» **Aim**: Extract each line in the rows below that contains the string "dark", counting only matches in the same case.
** begin **
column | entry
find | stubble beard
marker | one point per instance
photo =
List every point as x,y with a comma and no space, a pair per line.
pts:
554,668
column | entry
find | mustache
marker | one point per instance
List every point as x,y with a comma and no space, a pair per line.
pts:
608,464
** end **
** begin **
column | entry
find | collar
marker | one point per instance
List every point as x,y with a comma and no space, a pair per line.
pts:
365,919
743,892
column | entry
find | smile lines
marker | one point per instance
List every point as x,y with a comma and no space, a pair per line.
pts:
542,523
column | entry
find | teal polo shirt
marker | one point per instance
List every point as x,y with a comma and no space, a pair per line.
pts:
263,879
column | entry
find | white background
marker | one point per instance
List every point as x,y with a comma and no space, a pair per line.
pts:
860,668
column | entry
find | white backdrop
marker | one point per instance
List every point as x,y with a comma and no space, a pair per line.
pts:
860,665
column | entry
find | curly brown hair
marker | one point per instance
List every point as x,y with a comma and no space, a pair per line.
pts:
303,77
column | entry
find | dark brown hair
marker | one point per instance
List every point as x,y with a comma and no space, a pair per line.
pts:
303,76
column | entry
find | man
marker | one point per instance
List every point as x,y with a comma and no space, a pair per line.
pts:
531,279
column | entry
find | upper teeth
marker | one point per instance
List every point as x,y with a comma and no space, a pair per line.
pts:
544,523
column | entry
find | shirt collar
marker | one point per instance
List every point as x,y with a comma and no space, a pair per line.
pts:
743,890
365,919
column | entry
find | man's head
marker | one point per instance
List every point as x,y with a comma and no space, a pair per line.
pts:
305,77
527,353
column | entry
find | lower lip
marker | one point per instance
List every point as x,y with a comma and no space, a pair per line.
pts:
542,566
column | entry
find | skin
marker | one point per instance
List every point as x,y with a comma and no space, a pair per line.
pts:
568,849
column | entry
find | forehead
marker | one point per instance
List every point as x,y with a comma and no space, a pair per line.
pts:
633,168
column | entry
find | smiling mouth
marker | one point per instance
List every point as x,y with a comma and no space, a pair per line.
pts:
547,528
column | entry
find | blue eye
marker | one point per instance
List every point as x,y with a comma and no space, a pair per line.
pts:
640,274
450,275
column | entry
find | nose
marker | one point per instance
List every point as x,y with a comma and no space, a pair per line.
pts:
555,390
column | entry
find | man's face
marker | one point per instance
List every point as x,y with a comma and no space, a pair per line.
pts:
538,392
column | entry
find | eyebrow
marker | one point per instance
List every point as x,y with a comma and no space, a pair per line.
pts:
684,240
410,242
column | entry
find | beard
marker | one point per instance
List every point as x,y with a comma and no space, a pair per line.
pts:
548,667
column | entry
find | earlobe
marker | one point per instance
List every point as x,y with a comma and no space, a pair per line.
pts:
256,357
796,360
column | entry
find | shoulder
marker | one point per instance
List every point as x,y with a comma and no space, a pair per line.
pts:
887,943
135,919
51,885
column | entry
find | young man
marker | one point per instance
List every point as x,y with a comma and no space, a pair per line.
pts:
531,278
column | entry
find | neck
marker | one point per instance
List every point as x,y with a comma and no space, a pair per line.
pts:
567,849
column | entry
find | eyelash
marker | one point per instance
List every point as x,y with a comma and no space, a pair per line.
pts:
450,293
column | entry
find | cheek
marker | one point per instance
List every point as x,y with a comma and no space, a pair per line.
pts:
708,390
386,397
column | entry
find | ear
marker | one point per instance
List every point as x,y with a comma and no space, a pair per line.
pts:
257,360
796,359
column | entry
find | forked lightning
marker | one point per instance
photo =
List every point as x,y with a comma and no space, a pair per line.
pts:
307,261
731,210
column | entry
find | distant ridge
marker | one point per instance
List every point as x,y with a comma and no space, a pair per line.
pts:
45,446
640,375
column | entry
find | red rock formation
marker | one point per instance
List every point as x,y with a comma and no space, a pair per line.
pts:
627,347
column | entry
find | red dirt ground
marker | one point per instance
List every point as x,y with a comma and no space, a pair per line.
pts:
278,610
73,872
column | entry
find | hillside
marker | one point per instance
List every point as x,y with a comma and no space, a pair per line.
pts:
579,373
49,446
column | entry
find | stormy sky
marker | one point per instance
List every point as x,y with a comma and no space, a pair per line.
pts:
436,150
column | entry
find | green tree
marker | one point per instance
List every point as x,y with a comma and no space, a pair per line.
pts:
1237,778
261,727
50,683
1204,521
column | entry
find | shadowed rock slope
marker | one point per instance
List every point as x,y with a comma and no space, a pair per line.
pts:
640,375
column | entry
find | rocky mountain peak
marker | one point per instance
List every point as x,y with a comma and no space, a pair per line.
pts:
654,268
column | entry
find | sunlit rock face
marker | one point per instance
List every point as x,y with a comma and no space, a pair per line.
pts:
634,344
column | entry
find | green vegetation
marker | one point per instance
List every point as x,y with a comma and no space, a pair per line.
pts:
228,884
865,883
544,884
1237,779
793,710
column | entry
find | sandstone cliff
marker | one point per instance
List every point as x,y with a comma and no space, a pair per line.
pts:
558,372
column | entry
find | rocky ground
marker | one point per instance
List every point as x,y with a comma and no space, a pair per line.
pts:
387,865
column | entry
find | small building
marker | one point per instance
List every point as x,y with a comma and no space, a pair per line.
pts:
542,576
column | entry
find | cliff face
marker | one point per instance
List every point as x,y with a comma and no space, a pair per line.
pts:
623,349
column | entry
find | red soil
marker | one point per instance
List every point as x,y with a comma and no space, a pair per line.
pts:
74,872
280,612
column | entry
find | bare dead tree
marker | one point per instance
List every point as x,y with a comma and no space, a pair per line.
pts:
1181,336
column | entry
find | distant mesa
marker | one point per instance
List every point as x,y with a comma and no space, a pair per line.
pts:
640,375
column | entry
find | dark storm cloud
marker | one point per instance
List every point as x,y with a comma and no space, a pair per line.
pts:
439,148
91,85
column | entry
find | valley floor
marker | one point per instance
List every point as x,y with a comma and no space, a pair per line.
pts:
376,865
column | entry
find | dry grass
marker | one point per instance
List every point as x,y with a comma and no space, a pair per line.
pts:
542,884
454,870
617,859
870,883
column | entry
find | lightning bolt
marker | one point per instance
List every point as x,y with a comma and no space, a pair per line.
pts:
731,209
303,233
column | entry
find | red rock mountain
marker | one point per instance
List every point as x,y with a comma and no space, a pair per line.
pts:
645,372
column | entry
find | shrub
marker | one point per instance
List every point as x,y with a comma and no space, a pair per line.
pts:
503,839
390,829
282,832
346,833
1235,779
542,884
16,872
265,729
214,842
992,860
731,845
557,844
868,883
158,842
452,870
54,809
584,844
** end **
» **Solution to the problem**:
find | dark brown hair
find | dark storm cloud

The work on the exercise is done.